## Problem statement
Answer these questions using the Spark SQL bug report below:
1. Which versions of Spark does the report list as affected?
2. What value must a hotel's cumulative price exceed for the hotel to be included?
3. What kind of node is the child of Sort in the current behavior, and what is its only output?

[ 
https://issues.apache.org/jira/browse/SPARK-39022?page=com.atlassian.jira.plugin.system.issuetabpanels:comment-tabpanel&focusedCommentId=17528071#comment-17528071
 ] 

Lukas Grasmann commented on SPARK-39022:
----------------------------------------

I am working on a Pull Request for this issue in case the solution described is 
ok.

> Spark SQL - Combination of HAVING and SORT not resolved correctly
> -----------------------------------------------------------------
>
>                 Key: SPARK-39022
>                 URL: https://issues.apache.org/jira/browse/SPARK-39022
>             Project: Spark
>          Issue Type: Bug
>          Components: SQL
>    Affects Versions: 3.1.2, 3.2.1, 3.4
>            Reporter: Lukas Grasmann
>            Priority: Major
>         Attachments: explain_new.txt, explain_old.txt
>
>
> Example: Given a simple relation {{test}} with two relevant columns {{hotel}} 
> and {{price}} where {{hotel}} is a unique identifier of a hotel and {{price}} 
> is the cost of a night's stay. We would then like to order the {{{}hotel{}}}s 
> by their cumulative prices but only for hotels where the cumulative price is 
> higher than {{{}150{}}}.
> h2. Current Behavior
> To achieve the goal specified above, we give a simple query that works in 
> most common database systems. Note that we only retrieve {{hotel}} in the 
> {{SELECT ... FROM}} statement which means that the aggregate has to be 
> removed from the result attributes using a {{Project}} node.
> {code:scala}
> sqlcontext.sql("SELECT hotel FROM test GROUP BY hotel HAVING sum(price) > 150 
> ORDER BY sum(price)").show{code}
> Currently, this yields an {{AnalysisException}} since the aggregate 
> {{sum(price)}} in {{Sort}} is not resolved correctly. Note that the child of 
> {{Sort}} is a (premature) {{Project}} node which only provides {{hotel}} as 
> its output. This prevents the aggregate values from being passed to 
> {{{}Sort{}}}.
> {code:scala}
> org.apache.spark.sql.AnalysisException: Column 'price' does not exist. Did 
> you mean one of the following? [test.hotel]; line 1 pos 75;
> 'Sort ['sum('price) ASC NULLS FIRST], true
> +- Project [hotel#17]
>    +- Filter (sum(cast(price#18 as double))#22 > cast(150 as double))
>       +- Aggregate [HOTEL#17], [hotel#17, sum(cast(price#18 as double)) AS 
> sum(cast(price#18 as double))#22]
>          +- SubqueryAlias test
>             +- View (`test`, [hotel#17,price#18])
>                +- Relation [hotel#17,price#18] csv
> {code}
> The {{AnalysisException}} itself, however, is not caused by the introduced 
> {{Project}} as can be seen in the following example. Here, {{sum(price)}} is 
> part of the result and therefore *not* removed using a {{Project}} node.

## Material
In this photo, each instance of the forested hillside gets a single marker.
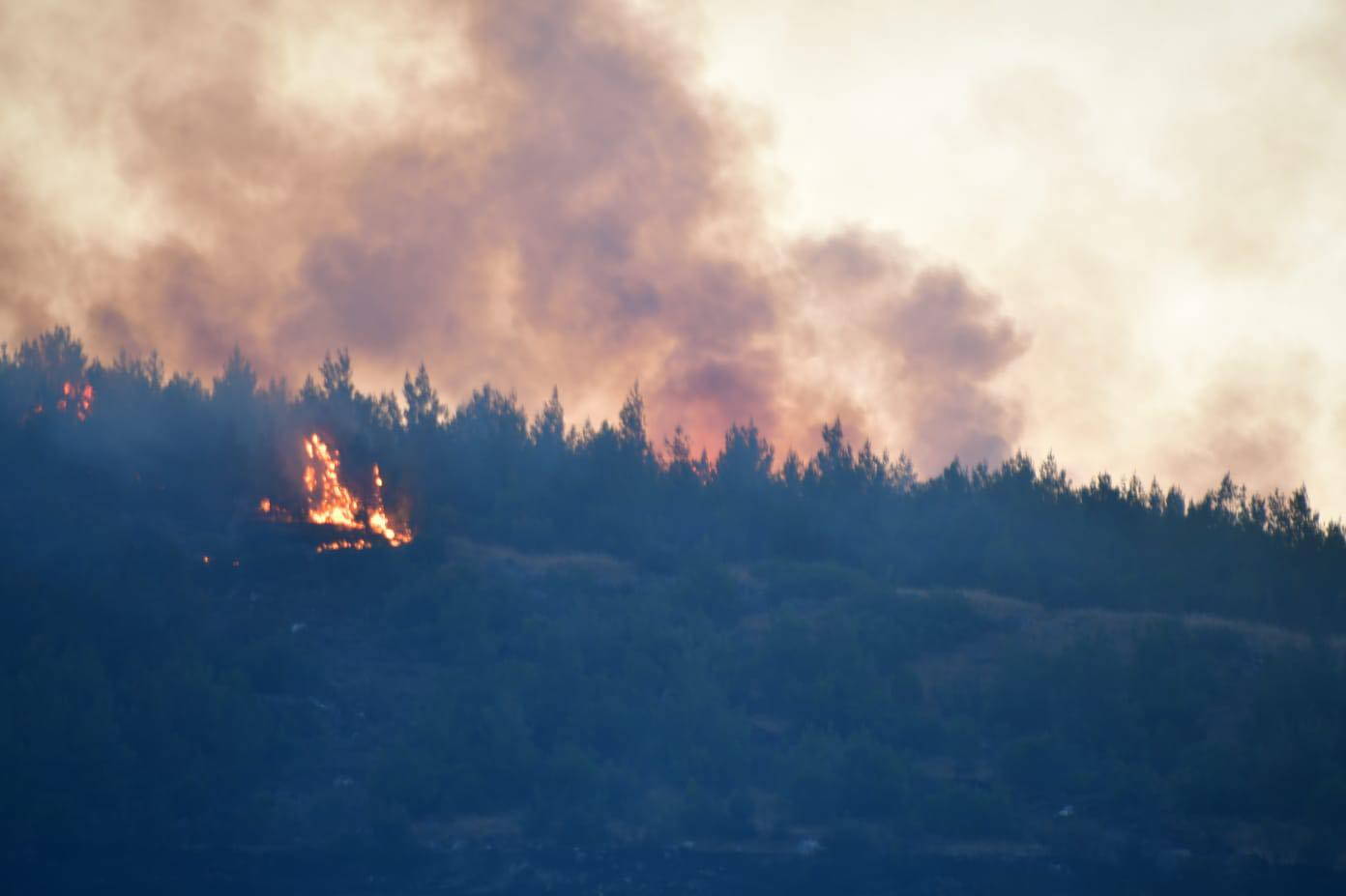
(477, 625)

## Result
1. 3.1.2, 3.2.1, and 3.4.
2. 150.
3. It is a (premature) Project node whose only output is hotel.